▸ **OBJECTIVE**
Pick out each line of the records below that contains the word "this", and copy those lines out.

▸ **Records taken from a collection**

»»

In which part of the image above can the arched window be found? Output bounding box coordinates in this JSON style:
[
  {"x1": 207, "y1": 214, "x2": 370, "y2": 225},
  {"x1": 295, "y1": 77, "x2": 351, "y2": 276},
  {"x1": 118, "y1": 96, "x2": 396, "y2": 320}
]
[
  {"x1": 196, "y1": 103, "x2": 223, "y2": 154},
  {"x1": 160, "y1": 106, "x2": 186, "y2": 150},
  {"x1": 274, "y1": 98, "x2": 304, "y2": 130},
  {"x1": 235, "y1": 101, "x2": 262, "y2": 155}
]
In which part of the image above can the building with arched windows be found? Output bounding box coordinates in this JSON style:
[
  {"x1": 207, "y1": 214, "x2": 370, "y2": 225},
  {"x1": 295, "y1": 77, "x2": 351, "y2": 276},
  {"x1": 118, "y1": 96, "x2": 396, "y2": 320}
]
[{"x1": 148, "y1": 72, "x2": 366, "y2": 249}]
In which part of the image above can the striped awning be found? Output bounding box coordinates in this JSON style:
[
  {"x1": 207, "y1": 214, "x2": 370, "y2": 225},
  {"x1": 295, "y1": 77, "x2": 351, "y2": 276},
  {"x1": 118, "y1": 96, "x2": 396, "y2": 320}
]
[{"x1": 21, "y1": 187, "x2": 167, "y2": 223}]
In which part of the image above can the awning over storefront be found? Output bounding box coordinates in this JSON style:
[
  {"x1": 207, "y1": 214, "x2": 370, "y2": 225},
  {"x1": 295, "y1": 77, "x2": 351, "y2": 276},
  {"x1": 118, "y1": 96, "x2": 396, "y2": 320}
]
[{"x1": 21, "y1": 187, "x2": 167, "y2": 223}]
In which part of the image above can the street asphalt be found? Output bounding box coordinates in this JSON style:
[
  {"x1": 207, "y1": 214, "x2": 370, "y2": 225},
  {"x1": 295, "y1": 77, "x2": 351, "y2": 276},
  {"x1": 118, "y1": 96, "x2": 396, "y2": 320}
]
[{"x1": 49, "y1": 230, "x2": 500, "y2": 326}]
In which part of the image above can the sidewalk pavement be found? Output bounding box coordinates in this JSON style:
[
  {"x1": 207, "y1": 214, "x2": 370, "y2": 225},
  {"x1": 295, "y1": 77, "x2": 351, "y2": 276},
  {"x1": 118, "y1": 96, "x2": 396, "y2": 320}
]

««

▸ **EXERCISE RESULT**
In which part of the image above can the arched window be found? Output bounding box coordinates in this JSON style:
In which part of the image above can the building with arched windows be found? Output bounding box coordinates in this JSON style:
In which part of the image above can the striped awning be found? Output bounding box coordinates in this JSON style:
In which part of the image above can the awning over storefront be found? Output bounding box coordinates in this JSON style:
In which part of the image above can the street asphalt be found? Output bounding box coordinates in this JSON style:
In which part of the image above can the sidewalk pavement be found? Output bounding box coordinates in this JSON style:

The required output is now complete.